◆ TEKS YANG DISEDIAKAN:
Tuesday 29 October 2013

Mengenal lebih jauh Ali Bin Abi thalib ra



Semua Muslim pasti mengenal nama ini, ya, ia adalah sepupu sekaligus sahabat dan menantu Rasulullah saw, suami dari Fatimah Az-Zahra, putri tercinta Rasulullah.

Ali adalah putra Abi Thalib, paman nabi saw yang pernah mengasuh beliau sejak wafatnya Abdul Muthalib, sang kakek yang sangat mencintai nabi. Atas jasa sang paman inilah Rasulullah dapat berdakwah tanpa khawatir disakiti secara berlebihan. Dan nyatanya memang begitu Abi Thalib tiada, maka orang-orang musyrik Quraisypun berani berkomplot untuk membunuh beliau.

Jadi bukan hal yang mengherankan ketika suatu saat sebagai balas kasih, Rasulullah mengangkat Ali sebagai anak angkat. Ini beliau lakukan setelah 10 tahun menikah dengan istri tercinta Khadijah dan mendapati bahwa keadaan sang paman yang memiliki banyak anak itu makin hari makin sulit. Untuk itu rasulpun mengajak Abbas, paman beliau yang lain, untuk membantu meringankan beban Abi Thalib, yaitu dengan mengangkat masing-masing satu anak. Maka jadilah Abbas mengambil Jaffar dan Rasulullah mengambil Ali yang ketika itu masih berumur 4 tahun. Kebetulan ketika itu Allah swt memang tidak menganugerahi Rasulullah seorangpun anak lelaki.

◆ PETUNJUK TUGAS 1:
Tentukan apakah setiap pernyataan berikut sesuai dengan teks tentang Ali bin Abi Thalib. Jawab ya atau tidak dan sertakan kutipan kata-kata teks yang menjadi dasarnya.
(a) Ali diambil sebagai anak angkat oleh Rasulullah ketika berumur 4 tahun.
(b) Abbas mengambil Ali sebagai anak angkatnya.
(c) Abi Thalib mengasuh nabi sejak wafatnya Abdul Muthalib.
◆ PETUNJUK TUGAS 2:
Jawablah pertanyaan berikut berdasarkan teks tentang Ali bin Abi Thalib.
(a) Siapa istri Ali?
(b) Sudah berapa tahun Rasulullah menikah dengan Khadijah ketika beliau mengangkat Ali sebagai anak angkat?
(c) Apa yang berani dilakukan orang-orang musyrik Quraisy setelah Abi Thalib tiada?
◆ PETUNJUK TUGAS 3:
Lanjutkan teks tentang Ali bin Abi Thalib, dimulai setelah kalimat terakhirnya.
Item di bawah ini berasal dari sumber lain.

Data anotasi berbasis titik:
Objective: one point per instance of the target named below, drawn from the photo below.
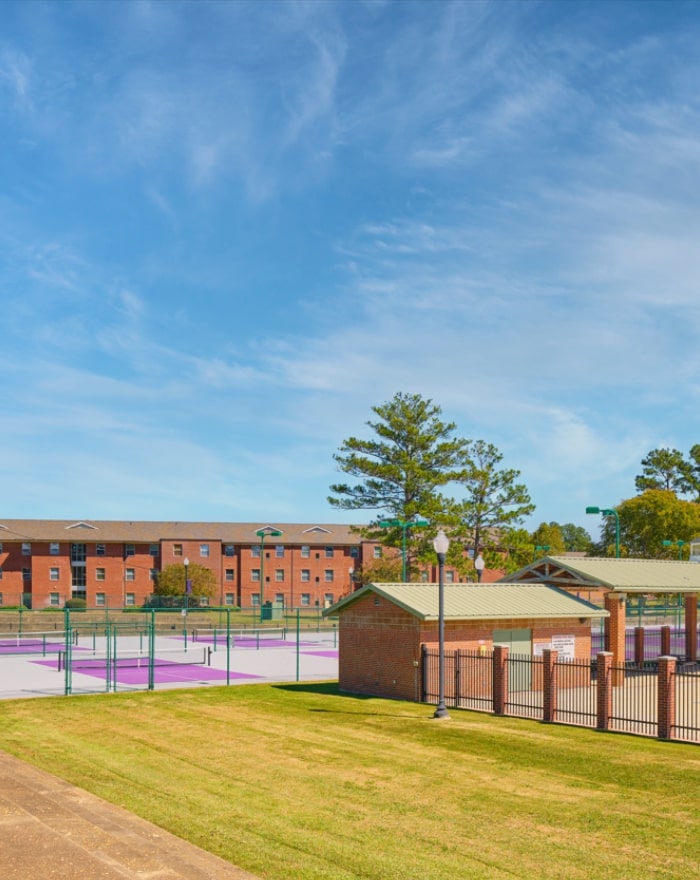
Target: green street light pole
(404, 525)
(262, 534)
(608, 511)
(188, 583)
(679, 544)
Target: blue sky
(227, 230)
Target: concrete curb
(52, 830)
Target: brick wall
(380, 644)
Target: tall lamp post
(404, 525)
(679, 544)
(188, 582)
(262, 534)
(608, 511)
(441, 545)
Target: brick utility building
(114, 563)
(384, 627)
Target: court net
(218, 635)
(104, 661)
(34, 642)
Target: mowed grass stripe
(298, 781)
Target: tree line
(419, 475)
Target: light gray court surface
(250, 661)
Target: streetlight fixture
(441, 545)
(679, 544)
(404, 525)
(262, 534)
(188, 582)
(608, 511)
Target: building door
(519, 643)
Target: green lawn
(297, 781)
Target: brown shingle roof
(147, 532)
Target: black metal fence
(570, 692)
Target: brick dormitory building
(115, 563)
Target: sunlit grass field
(299, 781)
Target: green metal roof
(497, 601)
(622, 575)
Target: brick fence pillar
(615, 605)
(691, 626)
(639, 645)
(665, 640)
(500, 679)
(666, 696)
(549, 685)
(604, 662)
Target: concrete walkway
(51, 830)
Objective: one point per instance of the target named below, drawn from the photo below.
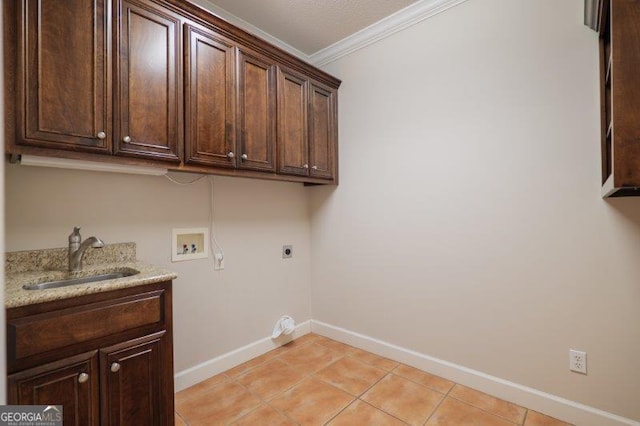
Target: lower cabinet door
(131, 382)
(71, 382)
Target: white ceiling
(310, 25)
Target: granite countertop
(36, 266)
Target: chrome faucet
(78, 249)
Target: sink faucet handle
(75, 236)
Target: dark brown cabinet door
(71, 382)
(63, 75)
(132, 383)
(148, 81)
(293, 148)
(322, 131)
(256, 112)
(210, 103)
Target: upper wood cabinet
(618, 24)
(293, 134)
(210, 107)
(323, 131)
(307, 127)
(148, 82)
(163, 83)
(256, 112)
(63, 80)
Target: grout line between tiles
(488, 412)
(340, 412)
(441, 401)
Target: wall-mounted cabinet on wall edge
(618, 25)
(211, 102)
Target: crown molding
(400, 20)
(250, 28)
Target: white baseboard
(555, 406)
(210, 368)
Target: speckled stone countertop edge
(16, 296)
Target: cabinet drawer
(37, 334)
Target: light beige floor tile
(453, 412)
(373, 359)
(493, 405)
(424, 378)
(301, 341)
(264, 415)
(537, 419)
(252, 363)
(361, 413)
(312, 402)
(200, 388)
(222, 404)
(179, 421)
(404, 399)
(338, 347)
(309, 358)
(270, 378)
(351, 375)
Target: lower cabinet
(122, 376)
(71, 382)
(130, 379)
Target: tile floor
(318, 381)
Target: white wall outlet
(578, 361)
(218, 262)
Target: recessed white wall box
(578, 361)
(189, 244)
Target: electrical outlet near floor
(578, 361)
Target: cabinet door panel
(61, 383)
(131, 375)
(64, 77)
(210, 103)
(323, 132)
(293, 155)
(149, 83)
(256, 112)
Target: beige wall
(468, 224)
(214, 312)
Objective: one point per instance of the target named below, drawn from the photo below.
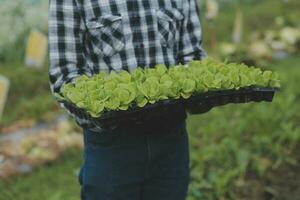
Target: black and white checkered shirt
(88, 36)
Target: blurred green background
(237, 152)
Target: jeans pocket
(104, 139)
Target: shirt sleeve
(191, 34)
(66, 51)
(65, 36)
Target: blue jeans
(151, 163)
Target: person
(149, 161)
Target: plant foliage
(105, 92)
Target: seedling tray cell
(197, 104)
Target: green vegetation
(29, 97)
(228, 146)
(104, 92)
(229, 143)
(237, 152)
(56, 181)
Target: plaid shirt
(89, 36)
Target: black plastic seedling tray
(198, 104)
(202, 103)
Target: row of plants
(230, 145)
(264, 46)
(112, 91)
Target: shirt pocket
(106, 34)
(169, 22)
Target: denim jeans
(150, 163)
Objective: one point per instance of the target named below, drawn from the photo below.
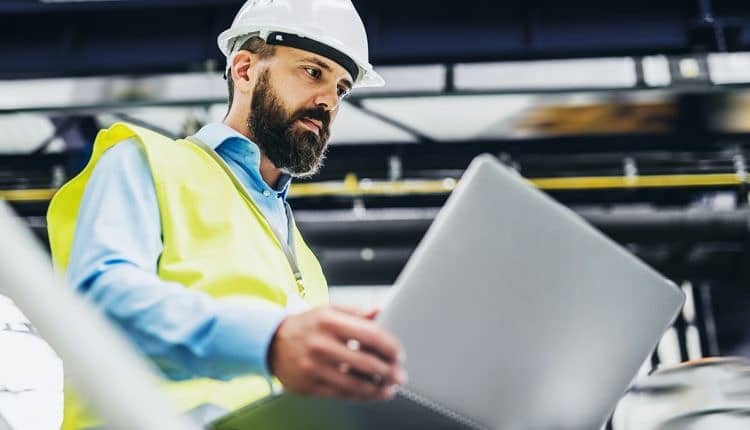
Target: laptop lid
(517, 313)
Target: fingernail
(401, 377)
(391, 391)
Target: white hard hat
(331, 28)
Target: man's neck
(268, 171)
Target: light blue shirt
(114, 261)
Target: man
(190, 246)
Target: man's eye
(313, 72)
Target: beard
(293, 149)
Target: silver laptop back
(517, 313)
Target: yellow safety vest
(215, 240)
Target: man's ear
(243, 72)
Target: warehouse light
(551, 75)
(731, 68)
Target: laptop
(515, 314)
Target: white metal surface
(119, 383)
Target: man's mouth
(313, 125)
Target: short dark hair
(256, 45)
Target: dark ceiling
(45, 39)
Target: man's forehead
(323, 61)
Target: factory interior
(633, 114)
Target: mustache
(320, 114)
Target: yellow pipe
(653, 181)
(353, 187)
(30, 195)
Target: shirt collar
(215, 134)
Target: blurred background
(636, 114)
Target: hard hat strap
(304, 43)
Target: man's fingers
(367, 333)
(369, 314)
(346, 385)
(333, 351)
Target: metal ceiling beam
(161, 36)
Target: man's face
(295, 100)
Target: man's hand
(339, 352)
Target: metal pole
(119, 384)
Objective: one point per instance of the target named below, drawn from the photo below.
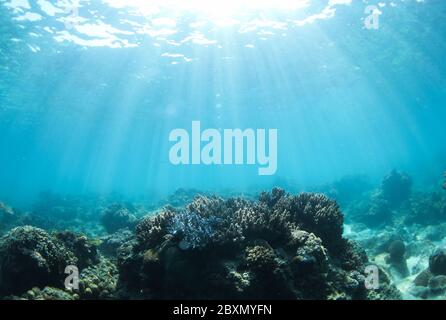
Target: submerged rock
(397, 257)
(437, 262)
(396, 188)
(280, 247)
(31, 257)
(116, 217)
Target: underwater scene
(209, 149)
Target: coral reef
(31, 257)
(47, 293)
(427, 208)
(437, 262)
(347, 189)
(396, 188)
(118, 216)
(279, 247)
(110, 243)
(98, 281)
(397, 257)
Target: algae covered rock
(117, 217)
(98, 281)
(30, 257)
(437, 262)
(280, 247)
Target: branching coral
(194, 230)
(282, 246)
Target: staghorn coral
(193, 230)
(109, 244)
(280, 247)
(85, 250)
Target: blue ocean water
(90, 90)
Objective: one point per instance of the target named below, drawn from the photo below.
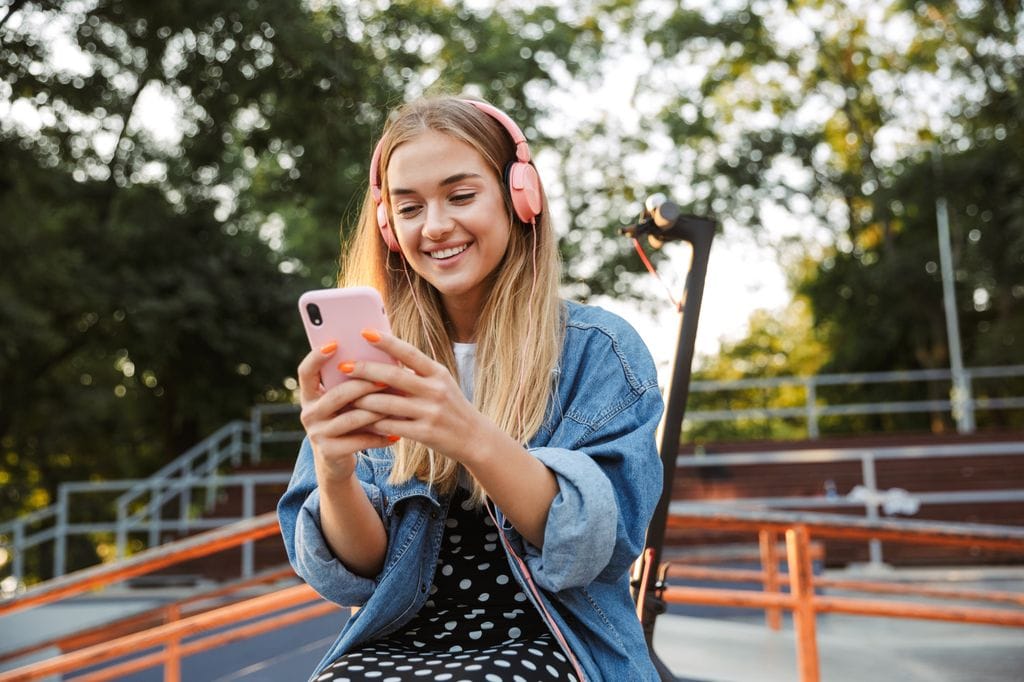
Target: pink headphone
(523, 182)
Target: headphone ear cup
(524, 189)
(386, 233)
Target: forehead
(431, 157)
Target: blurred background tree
(851, 119)
(172, 176)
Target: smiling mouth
(449, 253)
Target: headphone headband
(523, 182)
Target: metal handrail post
(255, 434)
(871, 506)
(60, 533)
(121, 544)
(17, 547)
(811, 390)
(248, 509)
(155, 512)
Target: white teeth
(448, 253)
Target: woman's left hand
(427, 405)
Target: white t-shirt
(465, 359)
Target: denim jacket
(598, 438)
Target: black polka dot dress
(476, 626)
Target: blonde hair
(520, 329)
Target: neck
(463, 315)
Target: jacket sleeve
(298, 512)
(605, 459)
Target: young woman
(482, 502)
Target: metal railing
(141, 506)
(804, 602)
(867, 495)
(962, 406)
(278, 609)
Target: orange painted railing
(144, 562)
(178, 636)
(199, 602)
(802, 600)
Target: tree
(172, 176)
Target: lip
(445, 247)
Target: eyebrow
(451, 179)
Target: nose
(437, 224)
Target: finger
(329, 403)
(388, 405)
(402, 351)
(348, 422)
(309, 381)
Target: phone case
(340, 314)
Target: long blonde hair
(520, 329)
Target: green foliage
(173, 175)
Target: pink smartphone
(340, 314)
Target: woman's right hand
(336, 431)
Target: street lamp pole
(961, 393)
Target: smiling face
(449, 214)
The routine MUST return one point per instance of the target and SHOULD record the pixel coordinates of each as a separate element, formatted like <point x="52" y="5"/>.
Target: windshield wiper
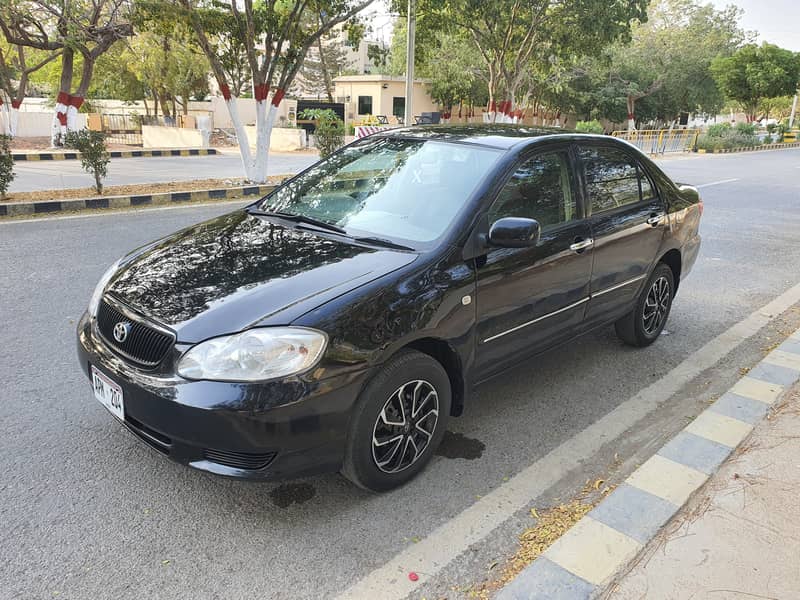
<point x="383" y="242"/>
<point x="300" y="219"/>
<point x="303" y="220"/>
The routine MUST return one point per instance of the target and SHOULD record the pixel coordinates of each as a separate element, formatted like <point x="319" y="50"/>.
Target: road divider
<point x="781" y="146"/>
<point x="597" y="550"/>
<point x="443" y="545"/>
<point x="15" y="209"/>
<point x="68" y="155"/>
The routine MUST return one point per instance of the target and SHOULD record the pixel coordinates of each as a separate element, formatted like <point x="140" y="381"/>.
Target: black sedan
<point x="339" y="322"/>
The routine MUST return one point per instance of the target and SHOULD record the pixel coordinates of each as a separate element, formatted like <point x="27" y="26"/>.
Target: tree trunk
<point x="631" y="102"/>
<point x="59" y="129"/>
<point x="67" y="103"/>
<point x="255" y="164"/>
<point x="326" y="76"/>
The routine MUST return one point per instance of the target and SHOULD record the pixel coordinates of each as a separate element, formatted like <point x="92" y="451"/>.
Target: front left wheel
<point x="398" y="422"/>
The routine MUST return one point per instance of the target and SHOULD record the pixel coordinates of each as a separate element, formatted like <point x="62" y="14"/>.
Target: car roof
<point x="503" y="137"/>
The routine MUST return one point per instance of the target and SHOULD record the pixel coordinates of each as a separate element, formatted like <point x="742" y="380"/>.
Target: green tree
<point x="509" y="36"/>
<point x="665" y="68"/>
<point x="277" y="35"/>
<point x="755" y="73"/>
<point x="75" y="28"/>
<point x="18" y="64"/>
<point x="324" y="61"/>
<point x="454" y="74"/>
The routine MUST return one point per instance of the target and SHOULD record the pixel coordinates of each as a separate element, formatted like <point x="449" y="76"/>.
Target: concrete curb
<point x="66" y="155"/>
<point x="585" y="560"/>
<point x="781" y="146"/>
<point x="14" y="209"/>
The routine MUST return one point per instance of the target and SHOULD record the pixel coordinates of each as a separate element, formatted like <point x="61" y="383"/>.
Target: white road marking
<point x="126" y="211"/>
<point x="449" y="540"/>
<point x="716" y="183"/>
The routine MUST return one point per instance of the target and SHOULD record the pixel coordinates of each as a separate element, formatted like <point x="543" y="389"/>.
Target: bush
<point x="719" y="130"/>
<point x="589" y="127"/>
<point x="94" y="155"/>
<point x="6" y="164"/>
<point x="746" y="128"/>
<point x="723" y="136"/>
<point x="329" y="130"/>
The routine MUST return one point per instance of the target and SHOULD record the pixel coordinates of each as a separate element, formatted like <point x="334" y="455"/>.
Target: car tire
<point x="398" y="422"/>
<point x="642" y="326"/>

◆ JAWABAN 1:
(a) Ya: "Rasulullah mengambil Ali yang ketika itu masih berumur 4 tahun".
(b) Tidak: "Abbas mengambil Jaffar".
(c) Ya: "paman nabi saw yang pernah mengasuh beliau sejak wafatnya Abdul Muthalib".

◆ JAWABAN 2:
(a) Fatimah Az-Zahra, putri Rasulullah.
(b) 10 tahun.
(c) Mereka berani berkomplot untuk membunuh Rasulullah.

◆ JAWABAN 3:
Di dalam rumah bersuasana kenabian inilah akhirnya Ali tumbuh, menjadi salah satu saksi turunnya ayat-ayat suci Al-Quran dari malaikat Jibril as kepada ayah angkatnya. Pada usia yang masih belia, Ali tercatat sebagai orang pertama yang bersyahadat, setelah Khadijah.

Memasuki usia remaja, Ali telah ikut terlibat dalam peperangan meski mengawalinya hanya dengan sebagai pembawa anak panah. Itupun setelah ia merengek kepada Rasulullah agar diizinkan ikut berperang demi tegaknya Islam.

Ali mempunyai andil besar ketika Rasulullah hijrah ke Madinah, hingga lolos dari usaha pembunuhan yang dilakukan orang-orang musrik Quraisy. Ia mendapat tugas menggantikan posisi Rasulullah tidur di atas pembaringan sementara Rasulullah sendiri ditemani Abu Bakar diam-diam meninggalkan Mekah menuju Madinah.

Menginjak usia dewasa, Ali mendambakan Fatimah Az-Zahra, putri kesayangan Rasulullah, sebagai pendamping hidupnya. Namun ia tidak pernah berani mengungkapkan keinginan tersebut kalau saja seorang sahabat yang mengetahui hal ini tidak mendorongnya. Ketika akhirnya ia datang menemui Rasulullah dengan tujuan meminangnya, tak satu patahpun kata keluar dari mulutnya. Beruntung Rasulullah yang ternyata memang ingin menikahkan Ali dengan sang putri tercinta dapat mengetahui isi hati sang calon menantu yang juga amat beliau cintai itu.

“ Apakah engkau memiliki sesuatu untuk dijadikan mahar ?”, tanya Rasulullah lembut.

“Tidak”, jawab Ali tertunduk malu.

“Apa yang terjadi dengan pedang yang pernah aku berikan padamu”, tanya Rasulullah lagi.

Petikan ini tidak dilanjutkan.